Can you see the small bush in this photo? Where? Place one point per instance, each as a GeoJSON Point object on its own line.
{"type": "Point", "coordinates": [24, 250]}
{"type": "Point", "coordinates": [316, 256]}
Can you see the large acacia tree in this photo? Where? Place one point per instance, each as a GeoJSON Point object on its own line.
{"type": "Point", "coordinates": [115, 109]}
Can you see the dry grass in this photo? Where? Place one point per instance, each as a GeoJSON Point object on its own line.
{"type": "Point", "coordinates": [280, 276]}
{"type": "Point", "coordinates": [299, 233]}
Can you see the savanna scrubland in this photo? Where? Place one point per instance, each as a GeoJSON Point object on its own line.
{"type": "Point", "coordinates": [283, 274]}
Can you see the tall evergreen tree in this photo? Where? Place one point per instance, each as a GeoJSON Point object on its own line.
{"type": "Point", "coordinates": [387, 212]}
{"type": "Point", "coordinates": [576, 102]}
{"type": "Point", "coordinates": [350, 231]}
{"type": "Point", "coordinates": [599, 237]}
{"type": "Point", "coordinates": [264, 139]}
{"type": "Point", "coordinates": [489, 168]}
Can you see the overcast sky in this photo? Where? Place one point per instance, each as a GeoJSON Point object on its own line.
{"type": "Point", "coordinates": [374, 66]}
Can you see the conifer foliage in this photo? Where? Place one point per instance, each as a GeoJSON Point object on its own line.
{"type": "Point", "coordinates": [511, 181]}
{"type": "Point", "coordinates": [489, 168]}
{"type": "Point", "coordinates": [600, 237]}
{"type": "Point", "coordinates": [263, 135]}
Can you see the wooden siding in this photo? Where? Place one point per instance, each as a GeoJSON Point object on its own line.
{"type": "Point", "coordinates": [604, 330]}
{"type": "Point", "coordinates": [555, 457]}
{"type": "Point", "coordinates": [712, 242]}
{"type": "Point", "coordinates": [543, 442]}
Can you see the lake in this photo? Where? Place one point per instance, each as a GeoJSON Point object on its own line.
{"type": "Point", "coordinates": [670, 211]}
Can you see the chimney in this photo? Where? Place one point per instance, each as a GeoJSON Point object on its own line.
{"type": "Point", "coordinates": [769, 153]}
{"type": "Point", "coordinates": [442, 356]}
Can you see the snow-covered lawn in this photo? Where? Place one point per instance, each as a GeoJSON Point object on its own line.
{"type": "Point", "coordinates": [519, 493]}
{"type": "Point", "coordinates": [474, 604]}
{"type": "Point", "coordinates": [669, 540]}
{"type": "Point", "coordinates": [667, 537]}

^^^^^^^^

__Your objective__
Repeat the records exactly, including every line.

__The output__
Can you see the small bush in this photo? Where? Place one point per instance, each as a GeoJSON Point object on its own line.
{"type": "Point", "coordinates": [24, 250]}
{"type": "Point", "coordinates": [316, 256]}
Can you see the large acacia tree in this photo? Where? Place one point per instance, each as a GeoJSON Point object on its own line.
{"type": "Point", "coordinates": [115, 109]}
Can you see the dry grass in this photo? Where? Place one point per instance, each as a GeoJSON Point object on its own line.
{"type": "Point", "coordinates": [280, 276]}
{"type": "Point", "coordinates": [299, 233]}
Can you see the savanna scrubland in this photo? Where? Place one point per instance, each as a GeoJSON Point object on its own line.
{"type": "Point", "coordinates": [283, 274]}
Can you see the tall evergreen tree in this photo? Where? Place one point per instance, each as a GeoJSON Point object on its own line.
{"type": "Point", "coordinates": [387, 212]}
{"type": "Point", "coordinates": [576, 102]}
{"type": "Point", "coordinates": [350, 231]}
{"type": "Point", "coordinates": [599, 237]}
{"type": "Point", "coordinates": [264, 139]}
{"type": "Point", "coordinates": [489, 168]}
Can you see the overcast sky in this photo? Where? Place one point per instance, each as a GeoJSON Point object on its own line.
{"type": "Point", "coordinates": [374, 66]}
Can you see the conifer foliage in this photo? Where? Place one point per instance, each as a GeoJSON Point object on its own line.
{"type": "Point", "coordinates": [511, 181]}
{"type": "Point", "coordinates": [489, 168]}
{"type": "Point", "coordinates": [600, 237]}
{"type": "Point", "coordinates": [263, 135]}
Can you see the wooden siding in this photo? Where? Place one point per instance, each as a GeoJSON Point object on its own line.
{"type": "Point", "coordinates": [604, 330]}
{"type": "Point", "coordinates": [555, 457]}
{"type": "Point", "coordinates": [712, 242]}
{"type": "Point", "coordinates": [543, 442]}
Can you see the lake in this photo? Where? Place one point per instance, each as a GeoJSON Point object on its own line.
{"type": "Point", "coordinates": [670, 211]}
Can you see the chimney in this photo? Where? Place one point per instance, each as a GeoJSON Point object on its own line.
{"type": "Point", "coordinates": [769, 153]}
{"type": "Point", "coordinates": [442, 356]}
Can you see the snow-covered lawn in this photo? Where? Place one point per instance, each as a GeoJSON Point object on its own line.
{"type": "Point", "coordinates": [519, 493]}
{"type": "Point", "coordinates": [474, 604]}
{"type": "Point", "coordinates": [669, 540]}
{"type": "Point", "coordinates": [667, 537]}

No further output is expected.